● **Istruzioni esercizio**:
a: Ricopia il passo del testo sull'intelligenza artificiale in Europa che comincia con "LIVELLO DI SVILUPPO" e prosegue fino a "in 563 articoli).".
b: Traduci in inglese questa frase del testo sull'intelligenza artificiale in Europa: "Ciò che però preoccupa è l’assenza dell’Europa."

● **Testo estratto**:
==========

LIVELLO DI SVILUPPO DELL’AI NEI PRIMI 10 PAESI + ITALIA
(MEDIA PONDERATA TRA LIVELLO DI ATTUAZIONE, INNOVAZIONE E INVESTIMENTI)
FONTE: DATI DI VISION BASATI SULLA POSIZIONE DEI PAESI NELLA CLASSIFICA DEL GLOBAL AI INDEX DI TORTOIS.
NB: L'Italia, 31esima nella classifica del Global Index.
Ciò che però preoccupa è l’assenza dell’Europa. Che nella partita per la leadership digitale globale non è neppure scesa in campo (a differenza dell’India o dello stesso Regno Unito). Siamo invece al primo posto nella classifica per la produzione di leggi sul digitale (il think tank Vision ne calcola dieci negli ultimi otto anni articolate in 563 articoli).
LA PRODUZIONE REGOLAMENTARE SUL DIGITALE ( UNIONE EUROPEA, 2016 - 2022)
FONTE: Commissione Europea e Parlamento Europeo
Un tentativo che incontra tre problemi concettuali che diventano più evidenti quando provi a controllare l’intelligenza artificiale.

==========

● **Dati estratti**:

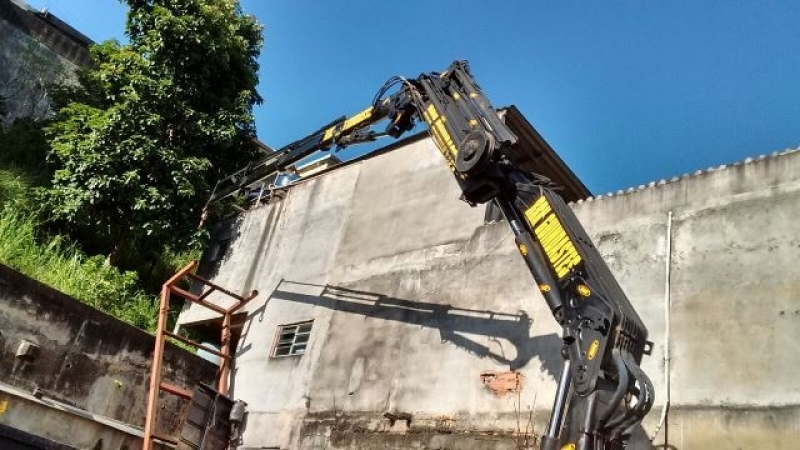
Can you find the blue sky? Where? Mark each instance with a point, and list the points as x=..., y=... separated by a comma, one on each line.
x=627, y=92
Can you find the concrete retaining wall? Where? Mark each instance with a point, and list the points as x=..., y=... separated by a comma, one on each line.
x=413, y=297
x=86, y=383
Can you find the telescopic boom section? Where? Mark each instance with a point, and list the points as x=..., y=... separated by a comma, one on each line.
x=603, y=337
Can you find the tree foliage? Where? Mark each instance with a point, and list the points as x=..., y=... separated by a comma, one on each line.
x=155, y=123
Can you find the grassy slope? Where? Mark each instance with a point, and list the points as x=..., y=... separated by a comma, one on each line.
x=59, y=264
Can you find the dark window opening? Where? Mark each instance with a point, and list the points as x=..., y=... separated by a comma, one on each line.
x=292, y=339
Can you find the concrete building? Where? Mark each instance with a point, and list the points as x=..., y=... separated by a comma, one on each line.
x=36, y=48
x=392, y=315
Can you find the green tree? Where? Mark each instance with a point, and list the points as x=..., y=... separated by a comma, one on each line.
x=154, y=124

==========

● **Elenco risposte**:
a:
LIVELLO DI SVILUPPO DELL’AI NEI PRIMI 10 PAESI + ITALIA
(MEDIA PONDERATA TRA LIVELLO DI ATTUAZIONE, INNOVAZIONE E INVESTIMENTI)
FONTE: DATI DI VISION BASATI SULLA POSIZIONE DEI PAESI NELLA CLASSIFICA DEL GLOBAL AI INDEX DI TORTOIS.
NB: L'Italia, 31esima nella classifica del Global Index.
Ciò che però preoccupa è l’assenza dell’Europa. Che nella partita per la leadership digitale globale non è neppure scesa in campo (a differenza dell’India o dello stesso Regno Unito). Siamo invece al primo posto nella classifica per la produzione di leggi sul digitale (il think tank Vision ne calcola dieci negli ultimi otto anni articolate in 563 articoli).

b: What is worrying, however, is the absence of Europe.